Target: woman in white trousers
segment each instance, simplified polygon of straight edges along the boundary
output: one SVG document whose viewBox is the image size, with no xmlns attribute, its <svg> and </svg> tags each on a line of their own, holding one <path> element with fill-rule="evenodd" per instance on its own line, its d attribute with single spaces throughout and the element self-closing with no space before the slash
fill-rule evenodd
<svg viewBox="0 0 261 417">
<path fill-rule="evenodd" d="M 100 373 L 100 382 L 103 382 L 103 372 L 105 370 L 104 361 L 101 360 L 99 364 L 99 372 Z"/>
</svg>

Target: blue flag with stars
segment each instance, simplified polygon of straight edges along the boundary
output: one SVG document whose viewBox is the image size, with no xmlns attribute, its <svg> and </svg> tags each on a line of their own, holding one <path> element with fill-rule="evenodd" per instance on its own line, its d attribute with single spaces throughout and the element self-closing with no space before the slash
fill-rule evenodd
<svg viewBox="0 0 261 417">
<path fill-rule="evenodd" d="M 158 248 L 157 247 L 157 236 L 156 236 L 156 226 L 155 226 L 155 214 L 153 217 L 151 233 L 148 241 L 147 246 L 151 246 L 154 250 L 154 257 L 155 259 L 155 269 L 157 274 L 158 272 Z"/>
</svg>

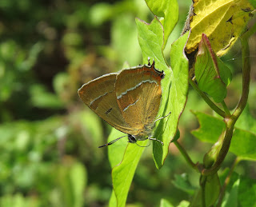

☆ ☆ ☆ ☆

**WORK REQUIRED:** Turn the lines above into a JSON list of strings, one string per line, skipping blank lines and leaving out the picture.

**SOLUTION TO THE EXERCISE:**
[
  "Target: woman in white trousers",
  "segment each instance, simplified polygon of straight edges along the boundary",
  "output: one SVG document whose viewBox is the image size, with no xmlns attribute, its <svg> and </svg> tags each on a line of their own, holding one <path> element with fill-rule=\"evenodd\" per instance on its own line, its d attribute with single spaces throughout and the element self-closing with no space before the slash",
  "fill-rule evenodd",
  "<svg viewBox=\"0 0 261 417\">",
  "<path fill-rule=\"evenodd\" d=\"M 100 373 L 100 382 L 103 382 L 103 372 L 105 370 L 104 361 L 101 360 L 99 364 L 99 372 Z\"/>",
  "</svg>",
  "Target: blue flag with stars",
  "segment each instance, simplified polygon of straight edges along the boundary",
  "output: one SVG document whose viewBox is the image size, with no xmlns attribute, its <svg> and </svg> tags each on a line of their own, holding one <path> element with fill-rule=\"evenodd\" per instance on its own line, its d attribute with single spaces throughout and the element self-closing with no space before the slash",
  "fill-rule evenodd",
  "<svg viewBox=\"0 0 261 417\">",
  "<path fill-rule=\"evenodd\" d=\"M 158 248 L 157 247 L 157 236 L 156 236 L 156 226 L 155 226 L 155 214 L 153 217 L 151 233 L 148 241 L 147 246 L 151 246 L 154 250 L 154 257 L 155 259 L 155 269 L 157 274 L 158 272 Z\"/>",
  "</svg>"
]